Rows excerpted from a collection
···

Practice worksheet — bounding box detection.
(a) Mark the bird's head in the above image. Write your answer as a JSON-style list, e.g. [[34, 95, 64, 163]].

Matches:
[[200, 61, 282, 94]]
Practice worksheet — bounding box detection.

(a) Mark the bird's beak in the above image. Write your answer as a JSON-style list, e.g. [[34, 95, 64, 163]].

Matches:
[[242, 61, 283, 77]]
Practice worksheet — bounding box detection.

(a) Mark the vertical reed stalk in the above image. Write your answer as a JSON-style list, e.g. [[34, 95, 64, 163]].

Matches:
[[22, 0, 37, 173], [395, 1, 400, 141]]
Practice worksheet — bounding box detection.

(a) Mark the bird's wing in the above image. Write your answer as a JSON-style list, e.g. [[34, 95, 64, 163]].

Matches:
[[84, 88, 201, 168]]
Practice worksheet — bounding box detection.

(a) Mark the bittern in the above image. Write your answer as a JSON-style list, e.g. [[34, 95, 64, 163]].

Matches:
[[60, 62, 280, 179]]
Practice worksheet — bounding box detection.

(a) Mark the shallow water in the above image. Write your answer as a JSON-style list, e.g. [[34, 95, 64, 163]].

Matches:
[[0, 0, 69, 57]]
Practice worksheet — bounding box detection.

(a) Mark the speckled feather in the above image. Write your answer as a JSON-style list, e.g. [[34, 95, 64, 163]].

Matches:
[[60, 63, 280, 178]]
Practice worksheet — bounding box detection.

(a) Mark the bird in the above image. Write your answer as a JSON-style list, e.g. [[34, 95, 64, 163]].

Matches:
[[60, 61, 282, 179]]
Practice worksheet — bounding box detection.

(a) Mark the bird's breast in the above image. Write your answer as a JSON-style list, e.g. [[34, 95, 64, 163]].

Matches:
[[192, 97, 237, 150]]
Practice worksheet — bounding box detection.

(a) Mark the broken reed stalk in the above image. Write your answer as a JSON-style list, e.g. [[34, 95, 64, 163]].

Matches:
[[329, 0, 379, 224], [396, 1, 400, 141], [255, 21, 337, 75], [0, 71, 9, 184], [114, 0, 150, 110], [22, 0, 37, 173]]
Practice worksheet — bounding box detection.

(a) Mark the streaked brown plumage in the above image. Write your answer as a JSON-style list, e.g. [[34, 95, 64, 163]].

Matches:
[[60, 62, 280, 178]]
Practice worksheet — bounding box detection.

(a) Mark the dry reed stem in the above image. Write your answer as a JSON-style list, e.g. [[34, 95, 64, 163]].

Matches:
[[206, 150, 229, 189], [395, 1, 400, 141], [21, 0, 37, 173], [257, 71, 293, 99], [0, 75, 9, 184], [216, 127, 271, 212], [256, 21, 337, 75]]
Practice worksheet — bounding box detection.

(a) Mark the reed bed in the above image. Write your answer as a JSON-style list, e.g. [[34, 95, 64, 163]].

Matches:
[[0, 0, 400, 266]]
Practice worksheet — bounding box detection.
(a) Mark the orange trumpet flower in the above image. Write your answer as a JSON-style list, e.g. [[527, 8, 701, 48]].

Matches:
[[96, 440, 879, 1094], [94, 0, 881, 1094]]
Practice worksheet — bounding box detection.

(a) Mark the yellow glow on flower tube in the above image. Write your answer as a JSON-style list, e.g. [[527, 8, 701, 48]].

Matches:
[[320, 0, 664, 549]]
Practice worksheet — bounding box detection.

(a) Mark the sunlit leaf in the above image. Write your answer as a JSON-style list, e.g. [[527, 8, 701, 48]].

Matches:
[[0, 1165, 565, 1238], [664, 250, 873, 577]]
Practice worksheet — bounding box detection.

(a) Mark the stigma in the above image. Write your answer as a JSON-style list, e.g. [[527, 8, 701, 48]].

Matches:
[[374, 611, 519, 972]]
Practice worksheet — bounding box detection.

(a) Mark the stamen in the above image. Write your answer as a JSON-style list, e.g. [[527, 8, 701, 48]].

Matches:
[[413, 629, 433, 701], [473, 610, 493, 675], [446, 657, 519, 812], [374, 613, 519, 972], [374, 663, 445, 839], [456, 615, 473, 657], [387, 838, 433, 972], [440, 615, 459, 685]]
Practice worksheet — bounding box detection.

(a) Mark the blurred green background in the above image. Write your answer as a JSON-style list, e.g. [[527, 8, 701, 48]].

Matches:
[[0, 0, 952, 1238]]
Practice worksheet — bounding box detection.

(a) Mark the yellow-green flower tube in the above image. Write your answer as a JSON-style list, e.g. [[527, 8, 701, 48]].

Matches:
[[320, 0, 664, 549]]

···

Print every row above again, word for word and with nothing changed.

FULL OUTPUT:
Practice worksheet — bounding box detection.
(a) Mark the bird's head in the above image. Write your answer as a JSON-style list, e.g. [[34, 95, 64, 163]].

Matches:
[[200, 61, 282, 94]]
Practice worksheet — bounding box detection.

(a) Mark the bird's beak in the above image. Write your answer as a JSON-style list, e.g. [[34, 95, 64, 163]].

Matches:
[[242, 61, 283, 77]]
Practice worksheet — bounding box detection.

(a) Mark the vertical reed stalk in the above image. Write your answer as a JSON-style list, e.g. [[34, 95, 64, 163]].

Matches:
[[22, 0, 37, 173], [395, 1, 400, 141]]
Practice worksheet — bounding box detection.

(a) Mark the bird's wing in the above image. Write your answer as a JSON-style list, e.g. [[34, 95, 64, 163]].

Matches:
[[84, 88, 201, 168]]
Practice worksheet — bounding box detection.

(a) Mark the bittern in the above image. Write your answer as a JSON-style list, e.g. [[34, 95, 64, 163]].

Matches:
[[60, 62, 280, 179]]
Practice worksheet — bounding box detection.

(a) Mark the shallow water in the above image. Write your answer as a JSON-style list, e.g. [[34, 95, 64, 163]].

Matches:
[[0, 0, 69, 57]]
Practice worksheet — bounding box detection.

(a) Mark the speckled feather in the above image. Write your answer as a JSON-style list, e.g. [[34, 95, 64, 163]].

Matches:
[[60, 63, 280, 178]]
Practice worksheet — bounding box detection.

(a) Mark the bird in the above image. Write your answer as a JSON-style list, e.g. [[34, 95, 64, 163]].

Matches:
[[60, 61, 282, 179]]
Practice worksheet — bounding box detection.

(a) Mark the bird's breast in the above image. Write your answer as a JSON-style list, e.g. [[34, 95, 64, 163]].

Matches:
[[192, 97, 237, 150]]
Practice worksheet — bounding box detection.

(a) Mark the broken reed stalk in the above image. Write your answer as a JSON-style list, e.g. [[34, 95, 64, 163]].

Matches:
[[329, 0, 379, 224], [396, 1, 400, 141], [255, 21, 337, 75], [0, 71, 9, 184], [114, 0, 150, 110], [22, 0, 37, 173]]
Practice worksheet — bounding box detection.

(a) Mark the streaked brown plumage in the above image. Write your answer as a JSON-style list, e.g. [[34, 95, 64, 163]].

Matches:
[[60, 62, 280, 178]]
Practice worksheet — bounding box detection.

(a) Mark the dry reed stem in the above image. Write your answer as a JSON-style list, e.g. [[34, 95, 64, 163]].

Matches:
[[206, 150, 229, 189], [395, 1, 400, 141], [21, 0, 37, 173], [257, 71, 293, 99], [0, 75, 9, 184], [216, 127, 271, 212], [256, 21, 337, 75]]
Practice worksheet — bounding box detection.

(a) Mark the reed bed in the above image. Write your answer as a JSON-style list, e.g. [[34, 95, 64, 163]].

Matches:
[[0, 0, 400, 266]]
Practice worksheet — bounding box detection.
(a) Mark the orange trumpet flower in the above image. Write your answer as a JSON-style list, e.g. [[527, 8, 701, 48]].

Matches:
[[96, 440, 879, 1094], [94, 0, 881, 1094]]
Practice worksheet — bounding box detection.

(a) Mark the yellow glow on flower tube in the above image. Write your answer as a JSON-style list, e.g. [[527, 8, 701, 48]].

Matches:
[[320, 0, 664, 549]]
Practice worksheet — bounding box detection.

(a) Mark the sunlit leaf in the above image. Write your answer as a JSON-style list, e.g. [[527, 8, 701, 48]].

Matches:
[[0, 1165, 565, 1238], [664, 250, 873, 577]]
Practice worksheet — bounding box detection.

(a) Mark the stigma in the above image. Write your answer as a JSON-style list, e.g. [[527, 8, 701, 48]].

Matches:
[[374, 611, 519, 972]]
Practice worksheet — bounding box detection.

(a) Mark the stamen in the above image. Write your answer as a JSON-style list, e.g. [[527, 8, 701, 48]].

Matches:
[[413, 629, 433, 701], [473, 610, 493, 675], [446, 657, 519, 812], [374, 613, 519, 972], [374, 663, 445, 839], [456, 615, 473, 657], [387, 838, 433, 972], [440, 615, 459, 685]]
Practice worksheet — bounding box detection.

(a) Mark the blurred green background in the above image. Write your answer as a JSON-style list, e.g. [[527, 8, 701, 48]].

Matches:
[[0, 0, 952, 1238]]
Practice worksheet — bounding box detection.

(a) Mark the yellow-green flower tube in the above image. Write your answer as a JSON-style list, e.g. [[527, 8, 701, 48]].

Matches:
[[320, 0, 664, 549]]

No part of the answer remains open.